Délicieusement suranné. Le dernier roman de Robert Goddard nous transporte dans le temps. Nous sommes en 1919 à Paris où se tient la Conférence de la Paix entre vainqueurs et vaincus de la Première Guerre mondiale. “Sur les chemins du Monde” est le premier volume d’une trilogie historico-polar qui s’annonce passionnante.
L’écrivain a l’air de bien connaître notre pays. Ou tout au moins son histoire. L’Algérie était au cœur de son précédent ouvrage. Cette fois, on est bel et bien sur le sol français et un peu sur la terre ferme de la perfide Albion. Le héros, James Maxted, apprend que son père, Sir Henry Maxted, a été retrouvé mort alors qu’il séjournait dans la capitale française. Il se rend immédiatement sur place avec son frère Ashley. Les deux hommes ont peu en commun. Si James considère la disparition de leur père comme étrange, Ashley ne songe qu’à une chose : en finir au plus vite afin de régler la question de la succession. Inutile de préciser qu’il est persuadé d’être l’exécuteur testamentaire des volontés paternelles. Ce qui lui permettrait de disposer comme bon lui semble des terres familiales et ainsi empêcher James de transformer une partie du domaine en terrain d’aviation. Comme si ces engins avaient le moindre avenir.

§ OBJECTIF:
Répondez à ces questions sur le texte extrait.
(a) En quelle année et dans quelle ville se situe l'action du roman ?
(b) Quel frère accompagne James Maxted dans la capitale française ?
(c) Que James veut-il faire d'une partie du domaine familial ?

§ EXTRAIT DES DONNÉES:
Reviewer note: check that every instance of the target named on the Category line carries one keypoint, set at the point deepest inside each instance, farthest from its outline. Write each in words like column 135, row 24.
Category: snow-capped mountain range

§ SOLUTION CI-DESSOUS:
(a) En 1919, à Paris.
(b) Ashley.
(c) La transformer en terrain d'aviation.